━━━━━ Excerpted passage ━━━━━

Her half birthday is a special day for her, and for us as a family. We celebrated and reflected on the time she’s been with us and marveled at how much she’s changed and grown. It’s an anniversary too though – one that I recognize silently so as not to detract from this special little person’s day.

In between hugs and kisses, my mind raced back to laboring at home, going from excitement to urgency to transfer. And I tried to remember what happened after.

That’s the hardest part – not having memories. I don’t remember the sound of her crying in the operating room or the first time I saw her in recovery. I don’t remember much of the good stuff from the first two days at all. I remember alarms going off in recovery when my blood pressure dropped, going in and out of consciousness while waiting for them to bring her in, wondering if they’d even be able to if my blood pressure kept dropping, I remember the hospital midwife smirking as she pressed on my fundus so hard that I tried to scream but could barely manage a sound, doctors and nurses in and out of our postpartum room scrutinizing my erratic blood pressure and dark orange urine, I remember wanting desperately to go with her every time they took her to the nursery to do a check-up or draw more blood but I wasn’t allowed to stand up, I remember the intense and unusual feeling of sharp, stinging pain mixed with numbness all over my belly. Most of all though, I remember the unexpected and frightening feeling of the incision inside of me – the one on my uterus – the burning, stabbing, and piercing sensation migrating slowly down my abdomen as it shrank in the days following the birth.

Of all the physical feelings, that’s the one I’d most like to forget. I still have phantom pains. I had them all day on January 2nd. I have them sometimes when I lay awake at night questioning what I could have done differently or trying to put all of the pieces of the puzzle together to convince myself that I did everything that I could. “It’s not my fault, it’s not my fault…” replays as the phantom pain moves down my stomach. It’s worse than the pains of surgery that I felt when the final epidural failed. I feel those sometimes, too.

━━━━━ Given entries ━━━━━

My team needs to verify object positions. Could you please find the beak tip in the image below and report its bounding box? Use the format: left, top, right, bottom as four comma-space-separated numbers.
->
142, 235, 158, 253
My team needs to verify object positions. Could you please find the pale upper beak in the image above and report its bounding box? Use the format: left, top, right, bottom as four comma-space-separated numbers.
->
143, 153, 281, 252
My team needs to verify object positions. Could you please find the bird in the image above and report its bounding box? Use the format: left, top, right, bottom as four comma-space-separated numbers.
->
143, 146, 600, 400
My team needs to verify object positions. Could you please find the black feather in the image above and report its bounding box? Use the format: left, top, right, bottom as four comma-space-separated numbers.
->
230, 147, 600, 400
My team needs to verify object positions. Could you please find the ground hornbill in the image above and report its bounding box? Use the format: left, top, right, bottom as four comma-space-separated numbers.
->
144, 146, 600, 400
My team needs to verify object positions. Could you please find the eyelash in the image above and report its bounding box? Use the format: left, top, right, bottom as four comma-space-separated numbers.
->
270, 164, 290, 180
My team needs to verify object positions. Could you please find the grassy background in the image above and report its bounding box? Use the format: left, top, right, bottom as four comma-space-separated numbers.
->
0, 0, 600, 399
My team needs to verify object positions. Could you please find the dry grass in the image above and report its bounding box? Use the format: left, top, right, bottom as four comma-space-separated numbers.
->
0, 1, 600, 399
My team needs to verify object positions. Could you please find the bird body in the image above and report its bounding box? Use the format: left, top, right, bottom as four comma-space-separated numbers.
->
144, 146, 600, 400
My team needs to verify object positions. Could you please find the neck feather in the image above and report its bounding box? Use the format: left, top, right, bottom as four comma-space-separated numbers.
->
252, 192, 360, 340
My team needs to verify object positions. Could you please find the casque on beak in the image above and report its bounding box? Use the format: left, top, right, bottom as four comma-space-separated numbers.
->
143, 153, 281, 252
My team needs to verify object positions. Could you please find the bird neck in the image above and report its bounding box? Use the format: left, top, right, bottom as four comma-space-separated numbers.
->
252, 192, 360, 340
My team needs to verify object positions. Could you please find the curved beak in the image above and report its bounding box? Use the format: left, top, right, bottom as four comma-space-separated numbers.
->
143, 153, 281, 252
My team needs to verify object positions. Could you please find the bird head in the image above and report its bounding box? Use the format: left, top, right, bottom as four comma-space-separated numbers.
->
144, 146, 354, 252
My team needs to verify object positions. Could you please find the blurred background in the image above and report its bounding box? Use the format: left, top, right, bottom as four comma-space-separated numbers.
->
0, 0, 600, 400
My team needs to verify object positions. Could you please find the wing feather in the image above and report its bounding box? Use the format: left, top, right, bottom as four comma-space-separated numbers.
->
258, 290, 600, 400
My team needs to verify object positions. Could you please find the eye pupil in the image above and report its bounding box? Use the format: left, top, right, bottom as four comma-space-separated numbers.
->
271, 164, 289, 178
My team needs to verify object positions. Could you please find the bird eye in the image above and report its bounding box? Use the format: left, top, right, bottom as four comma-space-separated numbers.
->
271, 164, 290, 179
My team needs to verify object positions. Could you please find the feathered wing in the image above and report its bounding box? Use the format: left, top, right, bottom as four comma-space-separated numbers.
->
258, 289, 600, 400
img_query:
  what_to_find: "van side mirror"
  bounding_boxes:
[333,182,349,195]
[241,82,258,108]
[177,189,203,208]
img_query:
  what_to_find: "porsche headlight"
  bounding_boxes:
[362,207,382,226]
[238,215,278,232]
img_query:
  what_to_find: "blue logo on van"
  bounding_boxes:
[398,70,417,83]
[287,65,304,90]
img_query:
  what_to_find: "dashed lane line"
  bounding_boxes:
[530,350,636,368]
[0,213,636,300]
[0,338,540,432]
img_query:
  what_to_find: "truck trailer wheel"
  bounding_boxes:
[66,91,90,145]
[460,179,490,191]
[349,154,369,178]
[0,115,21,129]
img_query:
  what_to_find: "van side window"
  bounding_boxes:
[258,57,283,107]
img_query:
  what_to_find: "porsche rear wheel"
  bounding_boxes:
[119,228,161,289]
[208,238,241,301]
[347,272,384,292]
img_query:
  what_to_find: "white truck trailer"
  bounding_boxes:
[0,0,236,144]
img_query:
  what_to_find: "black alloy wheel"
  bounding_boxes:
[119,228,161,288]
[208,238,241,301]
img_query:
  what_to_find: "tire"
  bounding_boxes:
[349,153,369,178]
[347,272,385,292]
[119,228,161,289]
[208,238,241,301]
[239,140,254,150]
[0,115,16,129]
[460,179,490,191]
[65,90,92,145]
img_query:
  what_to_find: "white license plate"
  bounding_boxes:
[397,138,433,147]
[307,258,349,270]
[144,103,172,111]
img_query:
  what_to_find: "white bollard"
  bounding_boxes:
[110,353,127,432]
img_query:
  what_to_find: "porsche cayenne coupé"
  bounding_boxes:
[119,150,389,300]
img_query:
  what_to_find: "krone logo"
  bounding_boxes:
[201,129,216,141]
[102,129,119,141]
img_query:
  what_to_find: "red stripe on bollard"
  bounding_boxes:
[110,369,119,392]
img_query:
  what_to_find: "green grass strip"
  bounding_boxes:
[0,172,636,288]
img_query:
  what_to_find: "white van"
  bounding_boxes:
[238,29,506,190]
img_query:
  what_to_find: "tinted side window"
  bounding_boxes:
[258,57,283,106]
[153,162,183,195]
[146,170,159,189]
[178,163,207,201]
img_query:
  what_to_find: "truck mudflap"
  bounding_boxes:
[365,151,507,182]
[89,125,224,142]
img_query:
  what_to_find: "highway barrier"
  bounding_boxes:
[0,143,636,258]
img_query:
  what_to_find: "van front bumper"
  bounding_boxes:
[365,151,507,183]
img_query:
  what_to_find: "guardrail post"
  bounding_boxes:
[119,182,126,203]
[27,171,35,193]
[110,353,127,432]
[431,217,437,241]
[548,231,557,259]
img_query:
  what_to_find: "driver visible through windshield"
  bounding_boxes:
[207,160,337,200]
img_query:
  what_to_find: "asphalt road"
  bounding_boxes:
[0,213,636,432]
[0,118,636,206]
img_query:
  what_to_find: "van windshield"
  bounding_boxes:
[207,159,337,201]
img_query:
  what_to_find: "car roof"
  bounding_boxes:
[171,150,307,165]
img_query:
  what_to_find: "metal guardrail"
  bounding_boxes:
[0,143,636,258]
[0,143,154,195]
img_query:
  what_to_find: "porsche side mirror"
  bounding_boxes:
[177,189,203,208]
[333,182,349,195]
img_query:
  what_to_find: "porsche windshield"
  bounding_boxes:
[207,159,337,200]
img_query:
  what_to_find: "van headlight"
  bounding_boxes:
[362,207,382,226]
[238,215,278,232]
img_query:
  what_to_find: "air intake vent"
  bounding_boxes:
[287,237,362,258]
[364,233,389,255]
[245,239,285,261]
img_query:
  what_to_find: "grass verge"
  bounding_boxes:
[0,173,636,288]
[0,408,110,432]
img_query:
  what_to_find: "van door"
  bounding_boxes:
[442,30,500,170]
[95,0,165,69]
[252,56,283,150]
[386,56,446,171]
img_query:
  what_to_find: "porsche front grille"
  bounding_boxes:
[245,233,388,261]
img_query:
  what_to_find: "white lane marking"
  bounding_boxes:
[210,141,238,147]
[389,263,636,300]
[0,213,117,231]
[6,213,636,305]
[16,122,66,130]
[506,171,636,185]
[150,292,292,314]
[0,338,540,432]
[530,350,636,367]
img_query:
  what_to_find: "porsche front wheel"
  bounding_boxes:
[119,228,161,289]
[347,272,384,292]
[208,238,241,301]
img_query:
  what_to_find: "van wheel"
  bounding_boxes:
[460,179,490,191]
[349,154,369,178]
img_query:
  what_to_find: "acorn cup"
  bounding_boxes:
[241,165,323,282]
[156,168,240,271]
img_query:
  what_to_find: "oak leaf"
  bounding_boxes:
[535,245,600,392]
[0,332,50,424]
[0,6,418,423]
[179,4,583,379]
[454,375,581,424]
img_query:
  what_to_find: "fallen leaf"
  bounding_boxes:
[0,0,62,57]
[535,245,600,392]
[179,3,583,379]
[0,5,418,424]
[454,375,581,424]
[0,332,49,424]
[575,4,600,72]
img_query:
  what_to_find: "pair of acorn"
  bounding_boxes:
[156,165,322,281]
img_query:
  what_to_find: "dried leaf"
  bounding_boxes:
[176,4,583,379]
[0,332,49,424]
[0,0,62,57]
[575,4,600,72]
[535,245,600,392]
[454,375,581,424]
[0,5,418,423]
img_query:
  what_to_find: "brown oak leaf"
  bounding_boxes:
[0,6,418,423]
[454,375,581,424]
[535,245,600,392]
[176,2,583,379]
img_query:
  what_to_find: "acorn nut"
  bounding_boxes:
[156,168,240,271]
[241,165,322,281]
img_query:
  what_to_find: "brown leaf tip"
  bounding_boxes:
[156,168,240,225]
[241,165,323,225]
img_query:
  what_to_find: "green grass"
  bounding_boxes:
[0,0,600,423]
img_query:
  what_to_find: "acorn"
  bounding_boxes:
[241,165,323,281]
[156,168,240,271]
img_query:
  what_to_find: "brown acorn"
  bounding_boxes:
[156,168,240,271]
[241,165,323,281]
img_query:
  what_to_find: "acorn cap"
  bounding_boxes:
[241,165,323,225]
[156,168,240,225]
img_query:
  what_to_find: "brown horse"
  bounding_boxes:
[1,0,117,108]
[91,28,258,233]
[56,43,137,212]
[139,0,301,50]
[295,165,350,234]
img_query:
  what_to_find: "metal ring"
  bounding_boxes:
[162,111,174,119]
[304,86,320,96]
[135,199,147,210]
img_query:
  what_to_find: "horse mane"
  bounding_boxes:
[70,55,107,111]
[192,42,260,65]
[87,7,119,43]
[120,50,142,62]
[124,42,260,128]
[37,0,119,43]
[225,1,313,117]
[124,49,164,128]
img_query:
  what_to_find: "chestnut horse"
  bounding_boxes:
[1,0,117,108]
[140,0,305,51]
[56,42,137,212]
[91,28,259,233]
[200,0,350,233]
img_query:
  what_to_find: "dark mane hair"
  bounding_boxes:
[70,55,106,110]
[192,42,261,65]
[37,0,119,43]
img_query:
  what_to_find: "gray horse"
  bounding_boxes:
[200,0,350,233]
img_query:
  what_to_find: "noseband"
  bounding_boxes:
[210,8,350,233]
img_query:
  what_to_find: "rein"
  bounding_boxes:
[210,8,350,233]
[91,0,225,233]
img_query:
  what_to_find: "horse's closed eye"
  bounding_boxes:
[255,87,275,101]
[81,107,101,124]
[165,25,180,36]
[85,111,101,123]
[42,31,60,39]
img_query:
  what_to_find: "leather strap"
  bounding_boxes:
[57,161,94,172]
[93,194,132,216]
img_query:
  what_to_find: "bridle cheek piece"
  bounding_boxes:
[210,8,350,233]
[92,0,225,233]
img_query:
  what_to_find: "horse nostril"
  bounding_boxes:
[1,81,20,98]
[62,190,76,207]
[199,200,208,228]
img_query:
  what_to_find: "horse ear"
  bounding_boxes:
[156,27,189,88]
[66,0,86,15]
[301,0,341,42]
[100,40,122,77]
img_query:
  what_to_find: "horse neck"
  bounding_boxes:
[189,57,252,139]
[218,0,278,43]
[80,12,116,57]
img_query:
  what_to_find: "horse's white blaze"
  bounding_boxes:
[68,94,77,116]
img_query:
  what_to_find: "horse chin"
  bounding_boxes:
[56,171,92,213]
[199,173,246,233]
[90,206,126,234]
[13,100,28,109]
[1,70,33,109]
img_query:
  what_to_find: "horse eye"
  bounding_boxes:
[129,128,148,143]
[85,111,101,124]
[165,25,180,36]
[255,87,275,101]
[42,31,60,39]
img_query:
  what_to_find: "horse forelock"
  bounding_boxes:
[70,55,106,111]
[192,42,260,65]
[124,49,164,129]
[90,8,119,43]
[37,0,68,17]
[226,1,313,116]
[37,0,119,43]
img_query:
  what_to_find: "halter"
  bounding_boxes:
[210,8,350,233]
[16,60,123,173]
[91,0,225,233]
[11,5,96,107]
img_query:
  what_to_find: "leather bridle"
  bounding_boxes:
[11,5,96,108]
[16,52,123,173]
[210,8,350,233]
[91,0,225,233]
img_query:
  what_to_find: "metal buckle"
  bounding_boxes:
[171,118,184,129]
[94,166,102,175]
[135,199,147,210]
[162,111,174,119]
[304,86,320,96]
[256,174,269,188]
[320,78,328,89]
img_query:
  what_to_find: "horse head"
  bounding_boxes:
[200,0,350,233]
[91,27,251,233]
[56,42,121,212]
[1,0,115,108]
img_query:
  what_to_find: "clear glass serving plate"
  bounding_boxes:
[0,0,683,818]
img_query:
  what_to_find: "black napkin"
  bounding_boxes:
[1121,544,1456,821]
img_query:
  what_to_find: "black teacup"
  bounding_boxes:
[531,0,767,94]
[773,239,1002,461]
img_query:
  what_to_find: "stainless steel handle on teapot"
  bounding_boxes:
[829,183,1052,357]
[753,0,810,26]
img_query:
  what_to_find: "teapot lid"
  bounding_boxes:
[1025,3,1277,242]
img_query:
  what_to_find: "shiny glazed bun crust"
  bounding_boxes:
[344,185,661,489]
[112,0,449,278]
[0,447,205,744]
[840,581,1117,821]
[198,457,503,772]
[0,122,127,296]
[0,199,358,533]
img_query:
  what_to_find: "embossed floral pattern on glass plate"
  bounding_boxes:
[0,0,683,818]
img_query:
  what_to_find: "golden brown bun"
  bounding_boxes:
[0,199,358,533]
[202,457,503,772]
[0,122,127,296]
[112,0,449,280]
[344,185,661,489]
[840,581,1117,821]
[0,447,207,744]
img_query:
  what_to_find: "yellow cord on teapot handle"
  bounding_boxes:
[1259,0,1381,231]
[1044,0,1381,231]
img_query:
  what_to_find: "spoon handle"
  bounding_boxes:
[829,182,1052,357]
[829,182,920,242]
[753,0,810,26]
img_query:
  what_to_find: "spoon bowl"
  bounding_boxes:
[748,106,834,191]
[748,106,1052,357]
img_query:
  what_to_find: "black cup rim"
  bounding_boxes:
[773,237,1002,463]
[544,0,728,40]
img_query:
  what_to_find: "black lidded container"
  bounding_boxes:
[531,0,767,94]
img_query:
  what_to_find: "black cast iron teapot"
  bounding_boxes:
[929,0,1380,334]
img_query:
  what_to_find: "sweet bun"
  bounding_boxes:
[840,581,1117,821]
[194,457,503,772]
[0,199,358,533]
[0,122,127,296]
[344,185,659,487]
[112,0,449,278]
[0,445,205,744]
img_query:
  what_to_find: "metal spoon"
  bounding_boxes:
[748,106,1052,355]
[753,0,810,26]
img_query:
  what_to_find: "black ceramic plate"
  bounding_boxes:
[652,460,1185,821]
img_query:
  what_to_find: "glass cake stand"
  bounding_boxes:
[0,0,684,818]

━━━━━

### Work instructions
a) In the half-birthday passage, on what date did the phantom pains last all day?
b) Please write the next part of the half-birthday passage, starting right after its final sentence.

### Per-task answers
a) January 2nd.

b)
I can’t pretend it’s all negated by having the privilege of being a mom. I’ve been cut deeply. I hurt, physically and emotionally. I have to hold two spaces – mother, and me. I feel wounded and broken. I don’t have my strength back. My incision hurts still, every day. I have a lot of healing and forgiving to do. I’m also experiencing joy and love I never thought I’d know. It’s confusing, being a mom and being me. It’s hard to find the balance, hard to stop and find space for me, to treat myself kindly and tenderly, when all I want is to make it all go away so I can be strong and happy, so I can just be a mom and focus on her and stop worrying so much about me.

There’s so much going on when I’m Mama – so many things to distract me from the questions and memories (or lack thereof) and the lingering pain. I can be happy, whole, and present. And then in the quiet times, I crumble. Six months, crumbling and picking up the pieces. Over and over.

It’s getting better. Most of the time, I feel normal. Most nights, I sleep. I can reach my arms up high and not feel like I’m about to rip apart. I can laugh without bracing for pain. I can carry my baby without breaking a rule. I feel like I have so far to go though, and every day that goes by, every milestone reached, I wonder if I would have been a better mom and a happier me if I’d done something differently and done it “right”.